▶ _Reading passage_
┄┄┄┄┄┄┄┄┄┄┄┄┄┄┄┄┄┄┄┄

Supercell: Supercell thunderstorms are efficient severe weather producing machines comprised of tilted rotating updrafts, which can be as large as 10 miles in diameter, and rise to 50,000 feet with vertical velocities in the updraft of 150 mph or greater. The center of rotation in the storm is called a mesocyclone which can sometimes lower to the ground in a narrow column of violently rotating air otherwise known as tornado. The vast majority of damaging tornadoes are produced by supercell thunderstorms along with damaging straight line wind and giant hail. 80% of supercell thunderstorms go on to produce some type of severe weather.
Squall Line: A squall line is a grouping of thunderstorms oriented into a linear formation. Squall lines are typically narrow, ranging from 10-20 miles wide, but can extend for hundreds of miles in length. Intense squall lines can produce damaging wind over large areas, hail, and spin up tornadoes. A subset of the squall line is the derecho which is a linear highly organized complex of thunderstorms that produces widespread significant wind damage over a long duration and over a great distance. By definition, if the wind damage swath extends more than 240 miles and includes wind gusts of at least 58 mph or greater along most of its length, then the event can officially be classified as a derecho. The most recent derecho, to date, to impact our area plowed through much of eastern New York and western New England on October 7, 2020.
Severe thunderstorms produce damaging wind gusts by either mixing high momentum air aloft down to the ground or through accelerations caused by a descending cold pool of air that develops aloft through the evaporative cooling process that occurs when rain falls through an elevated dry layer. So, in cases when there is mid level dry air being entrained into a thunderstorm, that parcel of air will cool when rain falling through it evaporates. As the air cools it gets heavy where gravity then takes over and helps to pull it down to the ground quickly. That big rush of downward moving air can accelerate up to 120 mph in extreme cases and come blasting out of the base of a thunderstorm causing wind damage on the ground. If that wind damage in the downburst is contained within a radius of 2.5 miles or less it's called a microburst. If the damage area extends beyond a 2.5 mile radius it's termed a macroburst. Both micro and macro bursts are common with the types of severe thunderstorms that occur locally. A portion of the City of Albany was hit by a damaging microburst on June 20, 2024.

┄┄┄┄┄┄┄┄┄┄┄┄┄┄┄┄┄┄┄┄

▶ _Material provided_
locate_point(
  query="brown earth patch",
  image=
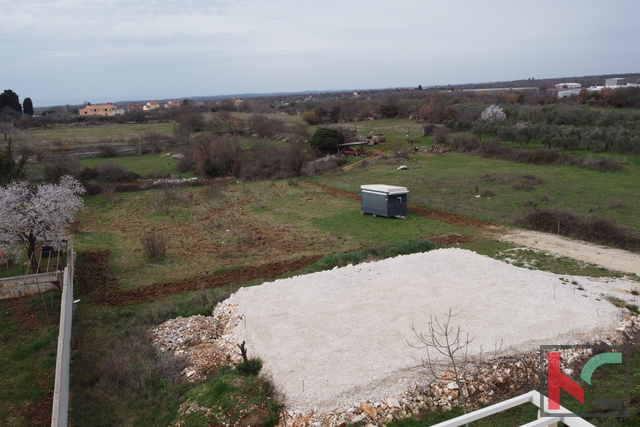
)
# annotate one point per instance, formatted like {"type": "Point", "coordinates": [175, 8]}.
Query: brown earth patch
{"type": "Point", "coordinates": [95, 278]}
{"type": "Point", "coordinates": [38, 413]}
{"type": "Point", "coordinates": [450, 239]}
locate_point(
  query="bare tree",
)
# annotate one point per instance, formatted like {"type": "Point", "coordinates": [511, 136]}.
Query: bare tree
{"type": "Point", "coordinates": [447, 349]}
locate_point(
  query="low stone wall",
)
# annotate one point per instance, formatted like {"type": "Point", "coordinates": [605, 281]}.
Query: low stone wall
{"type": "Point", "coordinates": [15, 287]}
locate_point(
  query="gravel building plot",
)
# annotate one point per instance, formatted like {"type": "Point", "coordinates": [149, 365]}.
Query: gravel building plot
{"type": "Point", "coordinates": [336, 337]}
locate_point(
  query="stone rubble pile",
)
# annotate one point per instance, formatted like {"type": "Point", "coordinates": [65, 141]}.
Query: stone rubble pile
{"type": "Point", "coordinates": [489, 381]}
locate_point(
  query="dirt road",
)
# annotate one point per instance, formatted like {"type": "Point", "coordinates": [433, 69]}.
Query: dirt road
{"type": "Point", "coordinates": [609, 258]}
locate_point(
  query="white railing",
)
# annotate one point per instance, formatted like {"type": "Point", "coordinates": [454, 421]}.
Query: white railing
{"type": "Point", "coordinates": [531, 397]}
{"type": "Point", "coordinates": [60, 410]}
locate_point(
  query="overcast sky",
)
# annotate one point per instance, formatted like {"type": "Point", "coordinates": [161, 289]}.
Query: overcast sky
{"type": "Point", "coordinates": [70, 51]}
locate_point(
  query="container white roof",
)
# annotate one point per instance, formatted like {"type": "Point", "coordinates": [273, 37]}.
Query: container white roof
{"type": "Point", "coordinates": [384, 189]}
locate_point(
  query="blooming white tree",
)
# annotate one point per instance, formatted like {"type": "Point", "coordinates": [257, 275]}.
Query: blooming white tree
{"type": "Point", "coordinates": [493, 113]}
{"type": "Point", "coordinates": [29, 214]}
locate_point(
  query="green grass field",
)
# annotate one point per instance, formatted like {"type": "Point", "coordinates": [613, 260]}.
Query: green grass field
{"type": "Point", "coordinates": [83, 134]}
{"type": "Point", "coordinates": [143, 165]}
{"type": "Point", "coordinates": [117, 378]}
{"type": "Point", "coordinates": [508, 190]}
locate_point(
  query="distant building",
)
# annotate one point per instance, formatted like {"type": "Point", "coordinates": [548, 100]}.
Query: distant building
{"type": "Point", "coordinates": [173, 104]}
{"type": "Point", "coordinates": [568, 85]}
{"type": "Point", "coordinates": [107, 109]}
{"type": "Point", "coordinates": [616, 81]}
{"type": "Point", "coordinates": [134, 106]}
{"type": "Point", "coordinates": [151, 105]}
{"type": "Point", "coordinates": [564, 92]}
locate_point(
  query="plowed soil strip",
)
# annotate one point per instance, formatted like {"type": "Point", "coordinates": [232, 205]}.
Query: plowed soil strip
{"type": "Point", "coordinates": [449, 218]}
{"type": "Point", "coordinates": [95, 278]}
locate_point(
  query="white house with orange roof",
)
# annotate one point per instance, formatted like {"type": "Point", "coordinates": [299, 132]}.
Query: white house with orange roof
{"type": "Point", "coordinates": [151, 105]}
{"type": "Point", "coordinates": [173, 104]}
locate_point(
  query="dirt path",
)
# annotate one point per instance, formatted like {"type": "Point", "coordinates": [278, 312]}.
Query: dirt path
{"type": "Point", "coordinates": [609, 258]}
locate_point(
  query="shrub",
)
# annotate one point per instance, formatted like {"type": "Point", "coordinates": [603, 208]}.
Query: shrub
{"type": "Point", "coordinates": [113, 172]}
{"type": "Point", "coordinates": [326, 140]}
{"type": "Point", "coordinates": [56, 167]}
{"type": "Point", "coordinates": [441, 135]}
{"type": "Point", "coordinates": [155, 246]}
{"type": "Point", "coordinates": [250, 367]}
{"type": "Point", "coordinates": [106, 151]}
{"type": "Point", "coordinates": [591, 228]}
{"type": "Point", "coordinates": [217, 156]}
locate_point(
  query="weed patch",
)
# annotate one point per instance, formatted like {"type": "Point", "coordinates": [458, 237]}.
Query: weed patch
{"type": "Point", "coordinates": [589, 228]}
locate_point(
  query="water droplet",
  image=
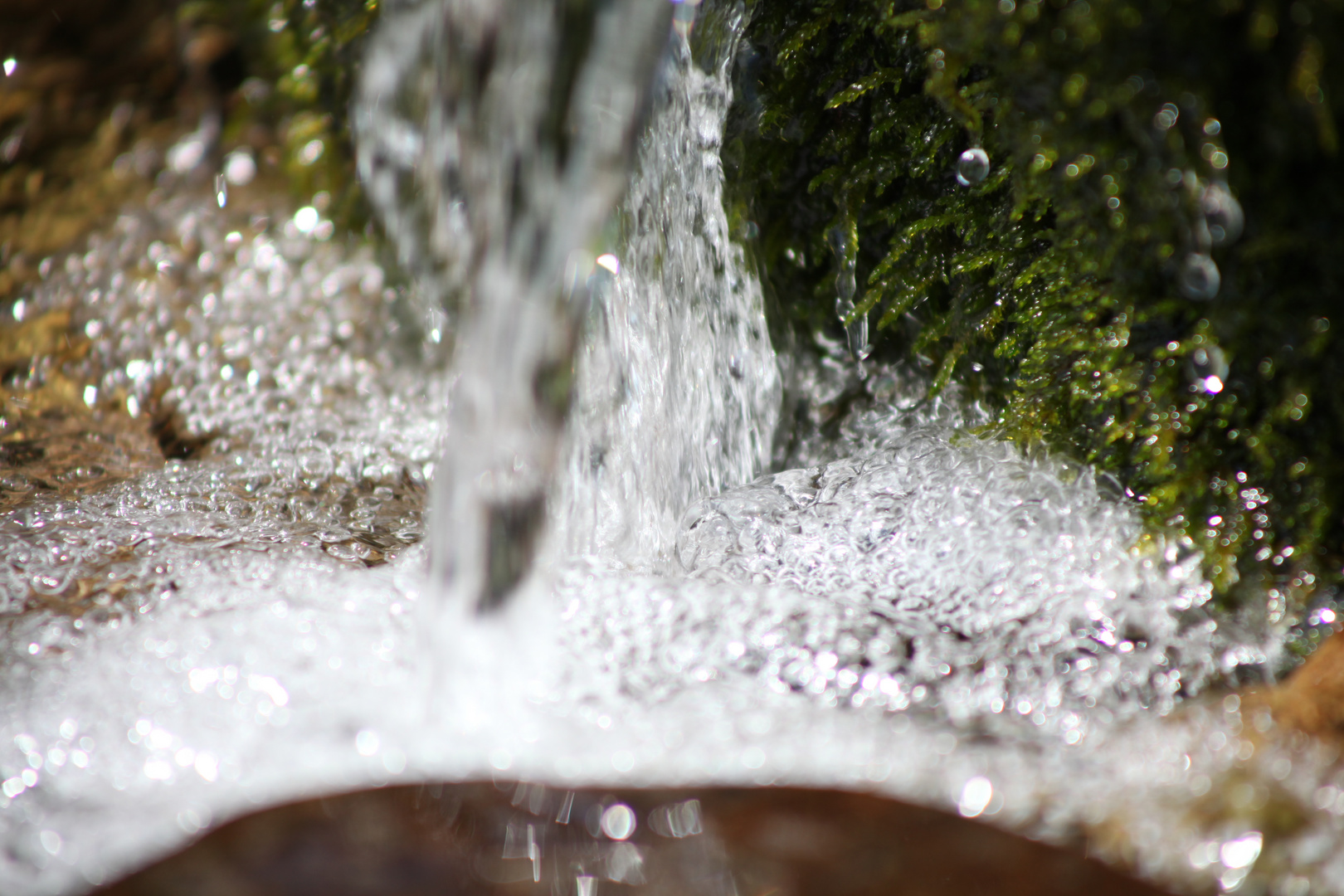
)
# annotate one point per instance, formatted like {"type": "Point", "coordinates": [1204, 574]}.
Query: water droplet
{"type": "Point", "coordinates": [240, 168]}
{"type": "Point", "coordinates": [1199, 277]}
{"type": "Point", "coordinates": [1209, 368]}
{"type": "Point", "coordinates": [619, 821]}
{"type": "Point", "coordinates": [1222, 212]}
{"type": "Point", "coordinates": [972, 167]}
{"type": "Point", "coordinates": [305, 219]}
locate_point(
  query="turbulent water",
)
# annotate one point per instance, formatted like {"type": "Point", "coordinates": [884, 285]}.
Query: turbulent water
{"type": "Point", "coordinates": [910, 609]}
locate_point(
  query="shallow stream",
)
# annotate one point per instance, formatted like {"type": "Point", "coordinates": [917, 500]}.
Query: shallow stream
{"type": "Point", "coordinates": [902, 607]}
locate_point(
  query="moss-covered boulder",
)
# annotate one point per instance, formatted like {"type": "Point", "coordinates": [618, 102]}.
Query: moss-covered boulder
{"type": "Point", "coordinates": [1147, 273]}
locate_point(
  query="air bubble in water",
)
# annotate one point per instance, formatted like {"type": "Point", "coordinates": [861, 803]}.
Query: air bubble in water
{"type": "Point", "coordinates": [972, 167]}
{"type": "Point", "coordinates": [1222, 214]}
{"type": "Point", "coordinates": [1209, 368]}
{"type": "Point", "coordinates": [1199, 277]}
{"type": "Point", "coordinates": [240, 168]}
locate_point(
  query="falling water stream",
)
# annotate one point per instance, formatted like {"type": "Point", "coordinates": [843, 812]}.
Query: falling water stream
{"type": "Point", "coordinates": [615, 587]}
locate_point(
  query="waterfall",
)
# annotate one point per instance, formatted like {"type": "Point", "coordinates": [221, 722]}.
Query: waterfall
{"type": "Point", "coordinates": [494, 139]}
{"type": "Point", "coordinates": [912, 610]}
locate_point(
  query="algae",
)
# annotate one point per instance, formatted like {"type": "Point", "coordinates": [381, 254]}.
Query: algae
{"type": "Point", "coordinates": [1092, 288]}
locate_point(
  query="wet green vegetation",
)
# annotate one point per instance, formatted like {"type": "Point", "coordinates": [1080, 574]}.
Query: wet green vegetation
{"type": "Point", "coordinates": [1093, 286]}
{"type": "Point", "coordinates": [286, 69]}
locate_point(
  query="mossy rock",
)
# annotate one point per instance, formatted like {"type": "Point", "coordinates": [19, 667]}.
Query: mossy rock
{"type": "Point", "coordinates": [1073, 286]}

┄┄┄┄┄┄┄┄┄┄┄┄┄┄┄┄┄┄┄┄

▶ _Tasks to carry out_
(a) Return each line of the records that contains the string "falling", matching case exactly.
(b) Write what comes next in the passage on severe thunderstorms, starting after its final sentence.
The records are unrelated to the passage on severe thunderstorms.

▶ _Task responses_
(a)
  query="falling water stream",
Query: falling water stream

(b)
Straight line wind damage from a rear flank dowburst (macroburst) on the hillside above S. Shore Road on the Great Sacandaga Lake in the Town of Day produced during the major July 16, 2024 severe thunderstorm and tornado event.
A SEVERE THUNDERSTORM WATCH is issued by the Storm Prediction Center in Norman, Oklahoma when conditions over a large geographical area either are or will soon become favorable for thunderstorms to form which could produce locally damaging straight line wind gusts to 58 mph or higher and/or 1" diameter hail (quarter sized) or larger. Once a severe thunderstorm watch is issued, the local National Weather Service offices in the affected region make the final determination on which local counties are included or excluded from the watch. Severe thunderstorm watches are generally in effect for up to six hours at a time and are used to alert you to the potential of dangerous weather conditions developing at a later time. A watch does not been severe weather is imminent, only possible. This is the period where you need to be weather alert and aware and be ready to move to a safe shelter in the event a severe thunderstorm develops in your area.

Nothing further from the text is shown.